## Information shown
# # # # # # #

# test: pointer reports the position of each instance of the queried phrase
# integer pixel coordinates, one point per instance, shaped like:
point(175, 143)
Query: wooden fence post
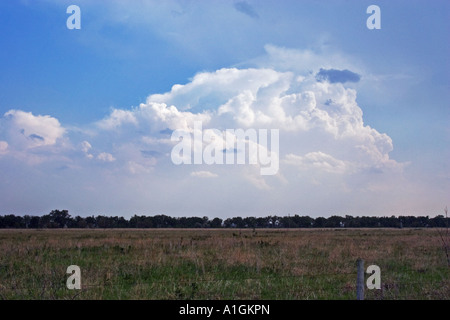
point(360, 280)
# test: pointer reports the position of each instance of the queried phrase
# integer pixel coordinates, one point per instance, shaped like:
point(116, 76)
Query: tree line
point(62, 219)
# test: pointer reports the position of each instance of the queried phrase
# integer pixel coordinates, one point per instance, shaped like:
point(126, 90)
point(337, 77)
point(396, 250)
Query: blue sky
point(90, 95)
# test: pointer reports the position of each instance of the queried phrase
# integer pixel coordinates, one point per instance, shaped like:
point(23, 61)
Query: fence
point(349, 285)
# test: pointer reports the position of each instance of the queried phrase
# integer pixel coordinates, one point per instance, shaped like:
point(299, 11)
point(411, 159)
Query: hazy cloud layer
point(329, 158)
point(335, 76)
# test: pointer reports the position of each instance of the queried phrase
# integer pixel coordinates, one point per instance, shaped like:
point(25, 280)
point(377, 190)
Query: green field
point(221, 264)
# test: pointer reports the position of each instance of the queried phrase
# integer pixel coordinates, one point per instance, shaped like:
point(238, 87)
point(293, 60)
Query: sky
point(87, 116)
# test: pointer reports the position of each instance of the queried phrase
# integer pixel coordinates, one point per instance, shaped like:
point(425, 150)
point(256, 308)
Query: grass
point(221, 264)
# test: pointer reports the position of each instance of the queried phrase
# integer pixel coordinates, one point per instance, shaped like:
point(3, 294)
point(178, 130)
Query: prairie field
point(192, 264)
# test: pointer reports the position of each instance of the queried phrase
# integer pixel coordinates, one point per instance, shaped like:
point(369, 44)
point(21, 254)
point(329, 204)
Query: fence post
point(360, 280)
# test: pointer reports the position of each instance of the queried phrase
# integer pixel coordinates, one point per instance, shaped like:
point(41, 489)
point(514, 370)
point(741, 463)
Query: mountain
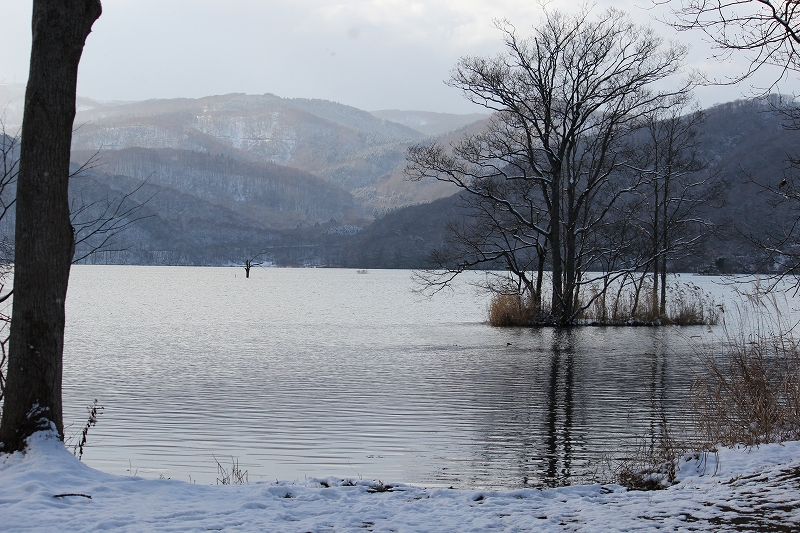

# # # # # # #

## Goal
Convert every line of the material above into a numbered list, omitting blank lines and leaving the pictures out of the result.

## Reply to the task
1. # test: pointer reports the position of each instance of the queried phrase
2. # integer pixel coordinates, one point per instance, shaped like:
3. point(175, 143)
4. Query: wooden fence post
5. point(360, 280)
6. # test: pointer reports the position of each instance of the queried phrase
7. # integer pixel coordinates, one point per instance, shaped like:
8. point(116, 76)
9. Query: tree line
10. point(62, 219)
11. # test: pointer reports the position of each instance of the queried phrase
12. # integer pixel coordinates, one point per instance, shaped like:
13. point(126, 90)
14. point(337, 77)
15. point(396, 250)
16. Query: blue sky
17. point(90, 95)
18. # test: pointer reports the position of each instance of the queried phrase
19. # integer pixel coordinates, one point per instance, shaped like:
20. point(23, 61)
21. Query: fence
22. point(349, 285)
23. # test: pointer reports the position of each instance of the queried phrase
24. # integer pixel coordinates, one point per instance, shaped like:
25. point(299, 11)
26. point(411, 159)
27. Query: hazy cloud layer
28. point(329, 158)
29. point(335, 76)
30. # test: pointer reports the position of each instance of the queried phrase
31. # integer pixel coordinates, one point per instance, shaped like:
32. point(25, 280)
33. point(377, 190)
34. Query: green field
35. point(221, 264)
36. # test: pointer reports the position of each instance of the queried phrase
37. # integer pixel coordinates, one point per instance, shaped like:
38. point(238, 87)
39. point(293, 60)
40. Query: sky
41. point(87, 116)
42. # test: pointer reports the position of each instance of the queried phrase
43. # integer pixel coordinates, one point per instance, shaped like:
44. point(425, 150)
45. point(256, 308)
46. Query: grass
47. point(221, 264)
48. # test: pointer reports the position of each instance of the queried phrase
49. # integer pixel coordinates, one point per instance, shaped like:
50. point(3, 294)
51. point(178, 130)
52. Query: prairie field
53. point(192, 264)
54. # test: pointer reports the position of each instance of the queried phrase
55. # integer pixel coordinates, one point per instance, shaped like:
56. point(369, 44)
57. point(21, 254)
58. point(329, 204)
59. Query: fence post
60. point(360, 280)
61. # test: pointer reports the position of each instance of the queried phrase
62. # integer pixel coordinates, one point per instance, shaped like:
63. point(41, 489)
64. point(514, 370)
65. point(741, 463)
66. Query: mountain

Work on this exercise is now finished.